──────── Page extract

I cast my ballot for mayor on Monday, the day I received the ballot in the mail. Three weeks from now we’ll find out the results of our town’s election.
Along with trust, collaboration, and good governance, the other word I have been featuring in my campaign for mayor of Lyons, Colorado is civility. Its loss in American discourse is profoundly disconcerting.
When I was in college, my vocal band booked a gig at a large men’s conference in the heart of the Ozark mountains. I had read a monthly newsletter from the conference that included alarming lines about starving children in Biafra. I could not believe what I had read. At the conference there was an abundance of workshops about the dangers of Communism, references to the John Birch Society, and other subjects I found alarming.
These might have been well-meaning people, but you could have powered a small city with the negative energy of their misplaced confidence. It was McCarthyism kept alive in the guise of Christian fundamentalism. I was very grateful that most environments in which I lived at the time were not inhabited by such toxic certainty.
When the conference ended and I returned home, I remember going to the radio station where I worked and telling our chief engineer what I had heard. The engineer, Bill, had grown up on Staten Island and traveled the world before settling in Appalachia. He said, “Ninety-nine percent of the evil in the world is done by people who are 100 percent convinced they are right.”
His words stuck with me. I later heard M. Scott Peck say the same thing. In the years since that time, I have come to realize that the beginnings of incivility are when lack of curiosity is combined with confident certainty. The result is toxicity.

────────────────
──────── The data

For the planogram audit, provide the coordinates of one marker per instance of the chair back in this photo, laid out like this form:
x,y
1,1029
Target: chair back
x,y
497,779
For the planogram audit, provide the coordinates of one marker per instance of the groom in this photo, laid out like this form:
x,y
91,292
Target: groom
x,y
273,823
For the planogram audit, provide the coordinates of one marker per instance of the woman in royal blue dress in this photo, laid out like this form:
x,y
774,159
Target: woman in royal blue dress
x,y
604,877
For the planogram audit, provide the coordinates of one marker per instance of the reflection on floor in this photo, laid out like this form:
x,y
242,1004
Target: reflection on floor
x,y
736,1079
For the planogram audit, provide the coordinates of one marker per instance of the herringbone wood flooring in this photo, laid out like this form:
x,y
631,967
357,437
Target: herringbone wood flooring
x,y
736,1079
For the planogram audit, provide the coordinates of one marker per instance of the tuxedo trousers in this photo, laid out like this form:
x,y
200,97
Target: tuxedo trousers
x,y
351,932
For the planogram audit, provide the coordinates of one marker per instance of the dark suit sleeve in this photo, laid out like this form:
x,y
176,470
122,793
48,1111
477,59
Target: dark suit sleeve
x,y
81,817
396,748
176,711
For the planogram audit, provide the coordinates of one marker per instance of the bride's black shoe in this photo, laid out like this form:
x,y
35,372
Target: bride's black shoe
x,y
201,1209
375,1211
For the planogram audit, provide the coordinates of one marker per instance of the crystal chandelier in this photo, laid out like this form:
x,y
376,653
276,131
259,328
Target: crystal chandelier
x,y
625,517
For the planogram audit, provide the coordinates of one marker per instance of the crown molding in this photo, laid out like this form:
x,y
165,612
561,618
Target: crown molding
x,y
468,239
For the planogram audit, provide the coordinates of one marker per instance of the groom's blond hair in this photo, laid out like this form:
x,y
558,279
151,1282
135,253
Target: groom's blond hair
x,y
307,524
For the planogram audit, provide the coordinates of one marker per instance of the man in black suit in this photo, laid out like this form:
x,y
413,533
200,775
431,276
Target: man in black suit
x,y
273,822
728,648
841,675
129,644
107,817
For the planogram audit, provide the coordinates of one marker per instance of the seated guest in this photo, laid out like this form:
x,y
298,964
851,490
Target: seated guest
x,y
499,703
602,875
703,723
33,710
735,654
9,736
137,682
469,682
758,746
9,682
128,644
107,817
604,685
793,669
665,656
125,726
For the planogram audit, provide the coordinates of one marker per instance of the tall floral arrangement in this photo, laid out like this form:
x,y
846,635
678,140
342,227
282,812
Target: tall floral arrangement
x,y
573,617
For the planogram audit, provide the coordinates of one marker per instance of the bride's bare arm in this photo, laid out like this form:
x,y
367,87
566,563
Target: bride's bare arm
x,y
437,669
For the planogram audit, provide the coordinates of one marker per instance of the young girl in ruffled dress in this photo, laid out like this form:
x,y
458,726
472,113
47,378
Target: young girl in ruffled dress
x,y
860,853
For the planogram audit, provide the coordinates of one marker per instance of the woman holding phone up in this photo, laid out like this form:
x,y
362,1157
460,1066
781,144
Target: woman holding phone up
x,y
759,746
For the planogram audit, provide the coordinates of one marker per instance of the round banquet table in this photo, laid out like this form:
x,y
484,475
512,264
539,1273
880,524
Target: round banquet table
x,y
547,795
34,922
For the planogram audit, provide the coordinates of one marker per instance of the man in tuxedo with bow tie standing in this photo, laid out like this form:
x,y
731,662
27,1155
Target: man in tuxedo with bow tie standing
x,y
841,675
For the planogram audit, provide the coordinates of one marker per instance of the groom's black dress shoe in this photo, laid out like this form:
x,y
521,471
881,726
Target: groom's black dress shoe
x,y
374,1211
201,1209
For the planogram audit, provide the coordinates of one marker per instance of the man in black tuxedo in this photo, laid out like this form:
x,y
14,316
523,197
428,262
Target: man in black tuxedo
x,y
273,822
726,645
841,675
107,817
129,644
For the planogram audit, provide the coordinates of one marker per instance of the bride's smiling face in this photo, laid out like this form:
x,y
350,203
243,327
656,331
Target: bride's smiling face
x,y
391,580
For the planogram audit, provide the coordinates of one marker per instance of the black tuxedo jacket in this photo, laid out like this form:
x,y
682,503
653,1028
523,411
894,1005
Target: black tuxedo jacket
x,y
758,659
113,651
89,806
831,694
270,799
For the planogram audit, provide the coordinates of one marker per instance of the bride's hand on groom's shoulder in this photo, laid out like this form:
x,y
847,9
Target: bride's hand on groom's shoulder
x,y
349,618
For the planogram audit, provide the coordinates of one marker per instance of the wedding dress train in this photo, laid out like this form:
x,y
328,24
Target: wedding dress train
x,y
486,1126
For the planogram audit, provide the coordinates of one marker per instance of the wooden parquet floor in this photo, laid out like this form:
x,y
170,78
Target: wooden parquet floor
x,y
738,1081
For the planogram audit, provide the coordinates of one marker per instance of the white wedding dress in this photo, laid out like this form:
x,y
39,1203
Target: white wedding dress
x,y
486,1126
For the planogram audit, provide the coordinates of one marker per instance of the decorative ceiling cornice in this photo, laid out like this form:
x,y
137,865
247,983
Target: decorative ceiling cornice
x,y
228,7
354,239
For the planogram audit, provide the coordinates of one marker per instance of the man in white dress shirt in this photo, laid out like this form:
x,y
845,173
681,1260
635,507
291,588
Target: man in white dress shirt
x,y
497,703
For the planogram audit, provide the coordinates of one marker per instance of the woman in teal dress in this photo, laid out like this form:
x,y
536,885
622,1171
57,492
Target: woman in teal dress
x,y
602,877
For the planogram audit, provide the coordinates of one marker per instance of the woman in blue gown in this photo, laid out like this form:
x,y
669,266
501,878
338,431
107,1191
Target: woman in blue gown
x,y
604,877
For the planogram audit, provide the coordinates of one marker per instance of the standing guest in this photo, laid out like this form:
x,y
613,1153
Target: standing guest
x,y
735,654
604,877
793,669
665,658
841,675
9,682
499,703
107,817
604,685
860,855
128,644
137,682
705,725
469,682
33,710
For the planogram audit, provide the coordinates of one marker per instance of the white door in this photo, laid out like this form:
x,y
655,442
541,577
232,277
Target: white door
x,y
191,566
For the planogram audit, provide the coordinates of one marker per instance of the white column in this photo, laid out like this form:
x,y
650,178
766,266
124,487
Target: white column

────────────────

== Work task A ==
In the passage on civility, where did the chief engineer Bill grow up?
== Work task B ==
Retype the section of the passage on civility that opens with the words containing "I cast my ballot" and closes with "I found alarming.".
The records have no connection to the passage on civility.

== Answer A ==
Staten Island

== Answer B ==
I cast my ballot for mayor on Monday, the day I received the ballot in the mail. Three weeks from now we’ll find out the results of our town’s election.
Along with trust, collaboration, and good governance, the other word I have been featuring in my campaign for mayor of Lyons, Colorado is civility. Its loss in American discourse is profoundly disconcerting.
When I was in college, my vocal band booked a gig at a large men’s conference in the heart of the Ozark mountains. I had read a monthly newsletter from the conference that included alarming lines about starving children in Biafra. I could not believe what I had read. At the conference there was an abundance of workshops about the dangers of Communism, references to the John Birch Society, and other subjects I found alarming.